SHORT PROBLEM 1
Select each line in the entries below that contains the string "debris", and copy every such line in full.

PASSAGE
--------------------------------
This topic describes the updates to MaxCompute in reverse chronological order.

June 29, 2020 (UTC+08:00): Users can choose data type editions for new projects

The data type editions available for new MaxCompute projects are being updated for the international website (alibabacloud.com) from June 29, 2020 to July 15, 2020. After the update, users must choose initial data type editions for new MaxCompute projects.

MaxCompute provides the following three data type editions: MaxCompute V1.0 data type edition, MaxCompute V2.0 data type edition, and Hive-compatible data type edition. These editions are different in definitions and usage. MaxCompute provides three attributes to configure data type editions. You can configure these attributes as required to enable an edition. For more information, see Date types.
Note This feature has no impact on the data type editions of existing MaxCompute projects. To modify the data type editions of existing MaxCompute projects, perform the operations described in Date types.

March 15, 2020 (UTC+08:00): The storage price of MaxCompute is reduced

From March 15, 2020, the storage price of MaxCompute is reduced. For more information, see Storage pricing (pay-as-you-go). The price is reduced based on the following rules:
  • The number of pricing tiers is reduced from five to three to simplify storage billing.
  • The unit price in each tier is reduced to lower the storage price.
The following table lists the tiered pricing method used before March 15, 2020.
Volume of data stored Tiered unit price Fixed price
0 < Data volume ≤ 1 GB N/A USD 0.00 per day
1 GB < Data volume ≤ 100 GB USD 0.0028 per GB per day N/A
100 GB < Data volume ≤ 1 TB USD 0.0014 per GB per day N/A
1 TB < Data volume ≤ 10 TB USD 0.0013 per GB per day N/A
10 TB < Data volume ≤ 100 TB USD 0.0011 per GB per day N/A
Data volume > 100 TB USD 0.0009 per GB per day N/A
The following table lists the tiered pricing method used from March 15, 2020.
Volume of data stored Tiered unit price Fixed price
0 < Data volume ≤ 1 GB N/A USD 0.00 per day
1 GB < Data volume ≤ 10 TB USD 0.0011 per GB per day N/A
10 TB < Data volume ≤ 100 TB USD 0.0009 per GB per day N/A
Data volume > 100 TB USD 0.0006 per GB per day N/A
The storage billing method remains unchanged. For more information, see Storage pricing (pay-as-you-go).
--------------------------------
(Some records)
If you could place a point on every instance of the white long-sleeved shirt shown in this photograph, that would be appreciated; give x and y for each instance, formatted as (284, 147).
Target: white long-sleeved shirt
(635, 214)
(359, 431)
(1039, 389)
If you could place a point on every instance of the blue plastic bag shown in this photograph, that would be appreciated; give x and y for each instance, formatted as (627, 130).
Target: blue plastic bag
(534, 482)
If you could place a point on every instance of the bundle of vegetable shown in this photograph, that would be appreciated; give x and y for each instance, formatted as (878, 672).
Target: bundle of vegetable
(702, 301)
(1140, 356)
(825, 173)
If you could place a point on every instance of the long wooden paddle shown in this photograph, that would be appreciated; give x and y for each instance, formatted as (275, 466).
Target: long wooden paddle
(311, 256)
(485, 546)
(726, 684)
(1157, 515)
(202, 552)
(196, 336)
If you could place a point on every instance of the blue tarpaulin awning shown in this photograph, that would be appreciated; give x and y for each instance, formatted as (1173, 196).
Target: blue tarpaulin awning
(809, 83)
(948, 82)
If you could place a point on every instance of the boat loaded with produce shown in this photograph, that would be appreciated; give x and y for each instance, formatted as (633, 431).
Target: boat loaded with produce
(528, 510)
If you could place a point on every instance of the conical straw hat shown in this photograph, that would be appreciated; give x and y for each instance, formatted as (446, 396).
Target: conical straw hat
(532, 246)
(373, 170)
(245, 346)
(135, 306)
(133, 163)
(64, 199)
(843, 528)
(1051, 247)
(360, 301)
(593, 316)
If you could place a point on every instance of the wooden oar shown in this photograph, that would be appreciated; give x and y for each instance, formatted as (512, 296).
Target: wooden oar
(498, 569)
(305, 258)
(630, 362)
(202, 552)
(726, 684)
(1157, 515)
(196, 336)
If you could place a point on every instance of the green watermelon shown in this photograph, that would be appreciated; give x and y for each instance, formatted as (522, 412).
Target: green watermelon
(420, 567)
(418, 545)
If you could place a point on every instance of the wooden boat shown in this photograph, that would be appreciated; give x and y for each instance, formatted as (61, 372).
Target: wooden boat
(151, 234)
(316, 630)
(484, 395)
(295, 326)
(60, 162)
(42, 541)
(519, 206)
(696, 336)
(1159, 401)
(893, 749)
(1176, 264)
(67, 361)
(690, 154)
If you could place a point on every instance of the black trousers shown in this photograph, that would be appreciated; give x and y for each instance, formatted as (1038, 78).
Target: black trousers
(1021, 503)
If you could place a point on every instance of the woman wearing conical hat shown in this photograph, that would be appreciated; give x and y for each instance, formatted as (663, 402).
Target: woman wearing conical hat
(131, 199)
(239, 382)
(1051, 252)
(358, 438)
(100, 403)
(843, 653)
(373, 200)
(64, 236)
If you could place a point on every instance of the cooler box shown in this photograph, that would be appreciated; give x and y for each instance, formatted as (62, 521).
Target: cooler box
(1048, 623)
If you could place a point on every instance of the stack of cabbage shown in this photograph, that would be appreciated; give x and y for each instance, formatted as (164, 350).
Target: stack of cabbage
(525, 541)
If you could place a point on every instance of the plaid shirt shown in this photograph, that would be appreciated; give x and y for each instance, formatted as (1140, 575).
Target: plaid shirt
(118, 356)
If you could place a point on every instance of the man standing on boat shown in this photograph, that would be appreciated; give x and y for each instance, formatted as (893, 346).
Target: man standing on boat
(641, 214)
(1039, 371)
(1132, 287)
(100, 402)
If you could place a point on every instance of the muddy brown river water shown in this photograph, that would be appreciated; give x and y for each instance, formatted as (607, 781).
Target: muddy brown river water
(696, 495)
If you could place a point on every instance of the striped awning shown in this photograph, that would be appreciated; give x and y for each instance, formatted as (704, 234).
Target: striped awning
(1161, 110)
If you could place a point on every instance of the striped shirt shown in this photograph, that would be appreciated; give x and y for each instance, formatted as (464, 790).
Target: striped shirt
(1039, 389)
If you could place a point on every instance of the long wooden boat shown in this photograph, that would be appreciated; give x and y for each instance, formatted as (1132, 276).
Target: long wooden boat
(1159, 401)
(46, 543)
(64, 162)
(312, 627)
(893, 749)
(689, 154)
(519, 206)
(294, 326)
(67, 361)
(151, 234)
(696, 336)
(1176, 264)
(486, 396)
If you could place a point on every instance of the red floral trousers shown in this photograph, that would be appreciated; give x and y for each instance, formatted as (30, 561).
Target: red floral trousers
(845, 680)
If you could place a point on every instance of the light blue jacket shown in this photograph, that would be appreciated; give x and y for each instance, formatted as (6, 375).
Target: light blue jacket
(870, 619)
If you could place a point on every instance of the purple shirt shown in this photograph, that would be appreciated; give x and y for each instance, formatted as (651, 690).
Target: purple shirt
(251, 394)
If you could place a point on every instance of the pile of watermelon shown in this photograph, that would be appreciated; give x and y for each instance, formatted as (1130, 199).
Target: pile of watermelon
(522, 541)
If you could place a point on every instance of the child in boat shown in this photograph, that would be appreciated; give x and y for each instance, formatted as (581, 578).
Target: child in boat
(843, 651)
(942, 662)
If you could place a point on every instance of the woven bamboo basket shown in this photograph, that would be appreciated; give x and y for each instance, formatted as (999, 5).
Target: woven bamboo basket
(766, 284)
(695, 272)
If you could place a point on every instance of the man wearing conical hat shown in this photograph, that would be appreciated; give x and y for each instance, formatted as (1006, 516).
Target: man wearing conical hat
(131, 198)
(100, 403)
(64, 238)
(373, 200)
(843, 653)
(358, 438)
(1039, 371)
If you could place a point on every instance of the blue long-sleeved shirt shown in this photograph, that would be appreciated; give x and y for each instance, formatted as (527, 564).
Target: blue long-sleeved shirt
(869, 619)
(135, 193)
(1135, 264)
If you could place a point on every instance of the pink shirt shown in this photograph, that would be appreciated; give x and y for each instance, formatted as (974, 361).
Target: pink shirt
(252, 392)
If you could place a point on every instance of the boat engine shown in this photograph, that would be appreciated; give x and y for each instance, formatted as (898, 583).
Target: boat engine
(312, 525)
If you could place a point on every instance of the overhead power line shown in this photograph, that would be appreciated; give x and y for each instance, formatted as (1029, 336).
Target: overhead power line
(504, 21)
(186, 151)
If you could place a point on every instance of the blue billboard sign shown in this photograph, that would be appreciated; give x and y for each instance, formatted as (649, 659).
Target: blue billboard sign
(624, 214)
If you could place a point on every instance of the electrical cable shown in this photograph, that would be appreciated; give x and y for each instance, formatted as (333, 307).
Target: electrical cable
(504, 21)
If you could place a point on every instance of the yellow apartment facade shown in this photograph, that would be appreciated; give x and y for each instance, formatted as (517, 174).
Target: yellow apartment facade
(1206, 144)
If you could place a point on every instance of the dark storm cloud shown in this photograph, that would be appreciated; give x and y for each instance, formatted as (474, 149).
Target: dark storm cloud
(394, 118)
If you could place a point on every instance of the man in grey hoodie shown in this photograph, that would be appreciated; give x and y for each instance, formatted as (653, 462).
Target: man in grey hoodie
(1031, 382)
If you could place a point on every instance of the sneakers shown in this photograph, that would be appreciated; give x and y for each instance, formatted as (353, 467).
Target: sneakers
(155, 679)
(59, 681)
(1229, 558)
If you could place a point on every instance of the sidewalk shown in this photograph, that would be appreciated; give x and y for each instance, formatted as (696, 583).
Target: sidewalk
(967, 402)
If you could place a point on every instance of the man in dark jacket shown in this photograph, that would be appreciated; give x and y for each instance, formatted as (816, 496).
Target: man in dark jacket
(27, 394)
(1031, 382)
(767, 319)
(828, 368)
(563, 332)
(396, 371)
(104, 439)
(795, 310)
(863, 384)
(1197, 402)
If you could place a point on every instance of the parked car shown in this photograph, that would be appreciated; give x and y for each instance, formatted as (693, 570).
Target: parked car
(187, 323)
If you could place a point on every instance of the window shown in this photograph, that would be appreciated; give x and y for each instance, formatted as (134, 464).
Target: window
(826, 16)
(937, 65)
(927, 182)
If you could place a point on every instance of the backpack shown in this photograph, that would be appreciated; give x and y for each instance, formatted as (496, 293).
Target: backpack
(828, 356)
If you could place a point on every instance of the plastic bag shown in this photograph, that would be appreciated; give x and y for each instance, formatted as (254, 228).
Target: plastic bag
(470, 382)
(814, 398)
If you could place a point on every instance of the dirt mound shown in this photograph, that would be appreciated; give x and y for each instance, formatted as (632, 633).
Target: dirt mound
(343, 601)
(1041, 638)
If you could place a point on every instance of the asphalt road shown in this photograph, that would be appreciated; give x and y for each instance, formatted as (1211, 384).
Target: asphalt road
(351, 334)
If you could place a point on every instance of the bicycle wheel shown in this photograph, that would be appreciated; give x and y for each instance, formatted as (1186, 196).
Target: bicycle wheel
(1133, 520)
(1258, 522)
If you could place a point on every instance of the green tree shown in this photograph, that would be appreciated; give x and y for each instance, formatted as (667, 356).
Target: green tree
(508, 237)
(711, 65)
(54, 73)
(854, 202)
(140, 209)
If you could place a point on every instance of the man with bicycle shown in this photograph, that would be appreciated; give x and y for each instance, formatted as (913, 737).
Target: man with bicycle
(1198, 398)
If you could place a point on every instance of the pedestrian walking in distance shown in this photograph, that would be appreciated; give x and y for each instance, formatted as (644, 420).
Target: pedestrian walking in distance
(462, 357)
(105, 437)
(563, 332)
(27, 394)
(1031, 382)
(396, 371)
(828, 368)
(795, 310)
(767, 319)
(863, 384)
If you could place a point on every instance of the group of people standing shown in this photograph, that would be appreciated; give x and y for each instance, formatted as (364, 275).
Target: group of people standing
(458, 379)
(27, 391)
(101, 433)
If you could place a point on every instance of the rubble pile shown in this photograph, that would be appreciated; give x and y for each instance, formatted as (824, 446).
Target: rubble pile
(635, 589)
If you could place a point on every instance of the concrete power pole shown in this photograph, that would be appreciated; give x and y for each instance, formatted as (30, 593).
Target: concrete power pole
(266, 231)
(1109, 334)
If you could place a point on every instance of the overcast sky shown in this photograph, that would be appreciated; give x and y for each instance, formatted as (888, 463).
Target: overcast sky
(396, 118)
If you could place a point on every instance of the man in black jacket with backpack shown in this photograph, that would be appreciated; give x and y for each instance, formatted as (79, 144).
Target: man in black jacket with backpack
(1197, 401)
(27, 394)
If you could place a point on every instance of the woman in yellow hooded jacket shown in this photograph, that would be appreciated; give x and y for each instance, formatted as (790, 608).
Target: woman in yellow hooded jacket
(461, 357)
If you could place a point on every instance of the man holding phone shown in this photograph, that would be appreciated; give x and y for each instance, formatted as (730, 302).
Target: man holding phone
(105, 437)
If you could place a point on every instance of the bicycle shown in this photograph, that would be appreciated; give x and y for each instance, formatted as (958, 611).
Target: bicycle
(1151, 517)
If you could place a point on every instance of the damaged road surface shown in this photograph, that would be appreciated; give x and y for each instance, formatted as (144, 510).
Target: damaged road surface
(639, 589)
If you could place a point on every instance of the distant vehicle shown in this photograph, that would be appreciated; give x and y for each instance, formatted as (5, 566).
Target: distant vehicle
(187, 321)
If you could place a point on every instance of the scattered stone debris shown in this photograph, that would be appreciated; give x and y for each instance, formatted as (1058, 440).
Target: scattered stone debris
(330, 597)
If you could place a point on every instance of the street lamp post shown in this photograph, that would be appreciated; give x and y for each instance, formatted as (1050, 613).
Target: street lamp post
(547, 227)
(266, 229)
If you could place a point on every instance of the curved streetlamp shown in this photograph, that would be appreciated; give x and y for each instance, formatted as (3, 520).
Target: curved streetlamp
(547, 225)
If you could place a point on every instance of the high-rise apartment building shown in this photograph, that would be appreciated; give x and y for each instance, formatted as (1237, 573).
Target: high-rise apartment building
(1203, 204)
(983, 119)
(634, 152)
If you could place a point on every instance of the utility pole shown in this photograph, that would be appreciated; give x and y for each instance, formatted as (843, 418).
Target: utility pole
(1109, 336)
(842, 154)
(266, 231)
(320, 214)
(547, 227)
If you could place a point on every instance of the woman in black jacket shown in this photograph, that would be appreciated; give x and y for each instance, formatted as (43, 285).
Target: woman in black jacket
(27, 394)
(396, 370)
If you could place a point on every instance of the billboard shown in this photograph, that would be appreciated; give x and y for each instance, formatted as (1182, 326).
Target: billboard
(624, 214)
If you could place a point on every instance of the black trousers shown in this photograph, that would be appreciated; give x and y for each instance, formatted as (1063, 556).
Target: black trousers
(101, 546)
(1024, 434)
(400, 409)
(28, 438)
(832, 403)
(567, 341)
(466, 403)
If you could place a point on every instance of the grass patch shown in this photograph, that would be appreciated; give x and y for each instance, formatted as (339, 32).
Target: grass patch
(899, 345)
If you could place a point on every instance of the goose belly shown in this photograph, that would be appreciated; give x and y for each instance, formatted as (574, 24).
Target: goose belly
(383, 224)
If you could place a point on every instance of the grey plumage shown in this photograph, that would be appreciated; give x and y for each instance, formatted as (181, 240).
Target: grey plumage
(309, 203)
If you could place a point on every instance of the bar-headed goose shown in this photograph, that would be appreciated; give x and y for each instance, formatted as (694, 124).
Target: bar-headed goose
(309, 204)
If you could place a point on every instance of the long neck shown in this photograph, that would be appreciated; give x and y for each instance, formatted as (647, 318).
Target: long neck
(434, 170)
--------------------------------
SHORT PROBLEM 2
In the MaxCompute updates page above, print the text between "June 29, 2020 (UTC+08:00): Users" and "new MaxCompute projects.", inclusive.

EXERCISE SOLUTION 1
If you could place a point on every instance of the scattered stone debris shown in this photograph, that would be appreciated; give x and y for each instance, formatted as (1058, 440).
Target: scattered stone debris

EXERCISE SOLUTION 2
June 29, 2020 (UTC+08:00): Users can choose data type editions for new projects

The data type editions available for new MaxCompute projects are being updated for the international website (alibabacloud.com) from June 29, 2020 to July 15, 2020. After the update, users must choose initial data type editions for new MaxCompute projects.